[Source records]
=======

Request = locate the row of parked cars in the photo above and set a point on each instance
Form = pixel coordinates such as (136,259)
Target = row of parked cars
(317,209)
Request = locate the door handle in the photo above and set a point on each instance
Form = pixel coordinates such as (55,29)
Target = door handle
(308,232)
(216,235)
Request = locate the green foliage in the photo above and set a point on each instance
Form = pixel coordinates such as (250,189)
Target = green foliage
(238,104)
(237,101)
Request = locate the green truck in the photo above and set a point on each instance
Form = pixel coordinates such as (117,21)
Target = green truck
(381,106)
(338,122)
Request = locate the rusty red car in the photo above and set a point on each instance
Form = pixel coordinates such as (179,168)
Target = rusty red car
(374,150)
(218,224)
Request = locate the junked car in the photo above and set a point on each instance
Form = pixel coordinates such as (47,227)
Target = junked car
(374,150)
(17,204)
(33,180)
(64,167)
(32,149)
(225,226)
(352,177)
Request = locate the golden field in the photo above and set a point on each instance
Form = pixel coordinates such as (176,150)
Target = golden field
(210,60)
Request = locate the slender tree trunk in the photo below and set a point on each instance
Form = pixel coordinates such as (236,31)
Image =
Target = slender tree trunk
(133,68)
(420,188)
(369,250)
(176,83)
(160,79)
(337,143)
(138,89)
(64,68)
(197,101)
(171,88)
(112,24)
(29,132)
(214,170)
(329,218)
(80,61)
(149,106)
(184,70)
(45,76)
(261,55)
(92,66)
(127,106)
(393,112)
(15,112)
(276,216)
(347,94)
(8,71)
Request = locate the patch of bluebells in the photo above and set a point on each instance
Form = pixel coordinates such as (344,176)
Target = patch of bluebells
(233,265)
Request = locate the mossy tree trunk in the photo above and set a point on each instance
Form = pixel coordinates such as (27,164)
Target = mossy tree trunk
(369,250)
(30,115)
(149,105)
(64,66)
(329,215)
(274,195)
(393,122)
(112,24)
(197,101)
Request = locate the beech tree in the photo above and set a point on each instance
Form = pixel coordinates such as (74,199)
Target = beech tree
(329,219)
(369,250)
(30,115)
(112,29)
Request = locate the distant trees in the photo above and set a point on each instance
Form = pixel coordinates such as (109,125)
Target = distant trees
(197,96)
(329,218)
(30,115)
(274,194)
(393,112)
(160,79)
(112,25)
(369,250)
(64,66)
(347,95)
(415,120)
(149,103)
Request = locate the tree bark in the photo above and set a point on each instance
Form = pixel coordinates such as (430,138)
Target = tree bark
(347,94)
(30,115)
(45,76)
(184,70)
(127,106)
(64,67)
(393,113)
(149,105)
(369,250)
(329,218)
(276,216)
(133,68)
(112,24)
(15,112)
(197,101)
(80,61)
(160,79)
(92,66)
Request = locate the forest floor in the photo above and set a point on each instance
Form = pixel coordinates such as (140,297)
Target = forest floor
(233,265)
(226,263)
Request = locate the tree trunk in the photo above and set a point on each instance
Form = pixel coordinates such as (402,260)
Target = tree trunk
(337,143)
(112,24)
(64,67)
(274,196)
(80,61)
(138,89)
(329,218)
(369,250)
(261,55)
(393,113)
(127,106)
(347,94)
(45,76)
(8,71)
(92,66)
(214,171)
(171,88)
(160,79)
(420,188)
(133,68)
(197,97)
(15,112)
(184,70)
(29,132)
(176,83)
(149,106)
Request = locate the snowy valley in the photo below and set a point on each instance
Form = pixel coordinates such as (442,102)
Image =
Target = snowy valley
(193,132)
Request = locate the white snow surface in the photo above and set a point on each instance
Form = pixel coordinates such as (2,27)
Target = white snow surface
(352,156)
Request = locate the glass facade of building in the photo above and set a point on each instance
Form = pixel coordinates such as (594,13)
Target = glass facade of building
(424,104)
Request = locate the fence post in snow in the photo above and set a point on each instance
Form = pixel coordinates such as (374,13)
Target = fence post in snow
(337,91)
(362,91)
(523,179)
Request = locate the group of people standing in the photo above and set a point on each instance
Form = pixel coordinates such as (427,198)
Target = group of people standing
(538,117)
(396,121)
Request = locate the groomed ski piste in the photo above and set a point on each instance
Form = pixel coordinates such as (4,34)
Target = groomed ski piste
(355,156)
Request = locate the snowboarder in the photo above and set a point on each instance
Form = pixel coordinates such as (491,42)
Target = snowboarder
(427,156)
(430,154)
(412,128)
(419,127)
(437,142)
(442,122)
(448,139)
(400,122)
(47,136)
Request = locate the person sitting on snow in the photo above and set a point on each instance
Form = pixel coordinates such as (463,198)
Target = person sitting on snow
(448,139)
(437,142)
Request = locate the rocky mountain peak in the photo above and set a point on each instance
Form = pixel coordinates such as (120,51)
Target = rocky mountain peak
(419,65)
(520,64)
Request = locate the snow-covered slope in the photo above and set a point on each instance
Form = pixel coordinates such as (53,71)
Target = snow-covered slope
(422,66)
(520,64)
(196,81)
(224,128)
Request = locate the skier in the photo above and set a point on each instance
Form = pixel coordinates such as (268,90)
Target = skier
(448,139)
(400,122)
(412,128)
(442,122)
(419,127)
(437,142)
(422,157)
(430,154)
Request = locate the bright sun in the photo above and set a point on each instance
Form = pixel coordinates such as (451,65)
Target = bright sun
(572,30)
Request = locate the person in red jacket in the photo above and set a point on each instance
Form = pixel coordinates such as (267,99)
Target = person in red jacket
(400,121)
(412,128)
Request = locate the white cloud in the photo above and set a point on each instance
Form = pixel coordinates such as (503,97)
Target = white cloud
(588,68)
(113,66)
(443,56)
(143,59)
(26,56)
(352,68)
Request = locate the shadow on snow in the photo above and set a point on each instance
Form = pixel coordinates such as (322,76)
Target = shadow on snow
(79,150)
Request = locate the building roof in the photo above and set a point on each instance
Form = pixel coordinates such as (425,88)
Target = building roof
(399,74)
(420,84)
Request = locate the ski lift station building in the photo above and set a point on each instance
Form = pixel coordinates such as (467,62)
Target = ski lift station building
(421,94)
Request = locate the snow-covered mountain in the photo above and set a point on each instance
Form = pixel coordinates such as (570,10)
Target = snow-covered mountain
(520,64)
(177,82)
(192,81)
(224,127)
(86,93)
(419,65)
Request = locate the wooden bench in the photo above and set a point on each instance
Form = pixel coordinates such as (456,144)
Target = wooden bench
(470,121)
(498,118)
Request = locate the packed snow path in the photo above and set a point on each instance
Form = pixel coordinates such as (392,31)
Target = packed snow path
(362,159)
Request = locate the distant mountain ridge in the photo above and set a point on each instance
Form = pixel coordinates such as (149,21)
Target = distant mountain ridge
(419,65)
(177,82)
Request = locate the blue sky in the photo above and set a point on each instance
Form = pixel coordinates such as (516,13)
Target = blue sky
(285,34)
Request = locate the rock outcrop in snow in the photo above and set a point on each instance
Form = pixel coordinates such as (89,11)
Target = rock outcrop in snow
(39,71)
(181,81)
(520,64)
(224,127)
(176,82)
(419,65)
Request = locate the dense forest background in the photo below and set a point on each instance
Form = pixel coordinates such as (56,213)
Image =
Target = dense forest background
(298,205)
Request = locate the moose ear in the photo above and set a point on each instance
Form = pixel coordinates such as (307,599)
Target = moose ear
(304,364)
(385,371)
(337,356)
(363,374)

=======

**WHAT TO DO**
Beginning at the line containing "Request = locate the white cloud", repeat each line exactly through the last line of the entries, and include no other lines.

**EXERCISE RESULT**
Request = locate the white cloud in the photo above and set a point on each instance
Form = pixel coordinates such as (503,97)
Target = white cloud
(588,68)
(113,66)
(443,56)
(143,59)
(26,56)
(352,68)
Request = locate the shadow on snow in the photo above and set a point on each instance
Form = pixel coordinates such as (322,76)
Target = shadow on snow
(79,150)
Request = locate the building roof in the photo above and set a point on each instance
Form = pixel coordinates such as (425,88)
Target = building roof
(399,74)
(420,84)
Request = locate the ski lift station building in the photo above and set a point on each instance
Form = pixel coordinates such as (467,62)
Target = ski lift station building
(421,94)
Request = locate the snow-covered mountain in the photo above and set a point on each instance
Form = pixel coordinates such as (570,10)
Target = snow-covered mountain
(520,64)
(177,82)
(192,81)
(224,127)
(86,93)
(419,65)
Request = locate the wooden bench in the photo above and set a point on each instance
Form = pixel coordinates such as (456,144)
Target = wooden bench
(470,121)
(498,118)
Request = locate the packed snow path in the photo above and set a point on each instance
Form = pixel coordinates such as (392,31)
Target = packed snow path
(362,159)
Request = locate the distant mountain ridge in the photo above and set a point on each instance
Form = pixel coordinates such as (149,21)
Target = distant mountain ridge
(419,65)
(177,82)
Request = locate the blue sky in the photo above and set a point on each instance
Form = pixel coordinates such as (516,13)
Target = blue sky
(285,34)
Request = locate the rock outcrop in snow in the photo above and set a point on each instance
Form = pixel coordinates such as (89,11)
Target = rock outcrop in snow
(39,71)
(181,81)
(520,64)
(224,127)
(176,82)
(419,65)
Request = locate the dense forest background in the photo below and set a point on each instance
Form = pixel coordinates such as (56,213)
Image =
Target = dense forest background
(298,205)
Request = locate the moose ear in the photo above and set a point on each instance
Form = pixel coordinates such as (307,599)
Target = moose ear
(304,364)
(385,371)
(337,356)
(363,374)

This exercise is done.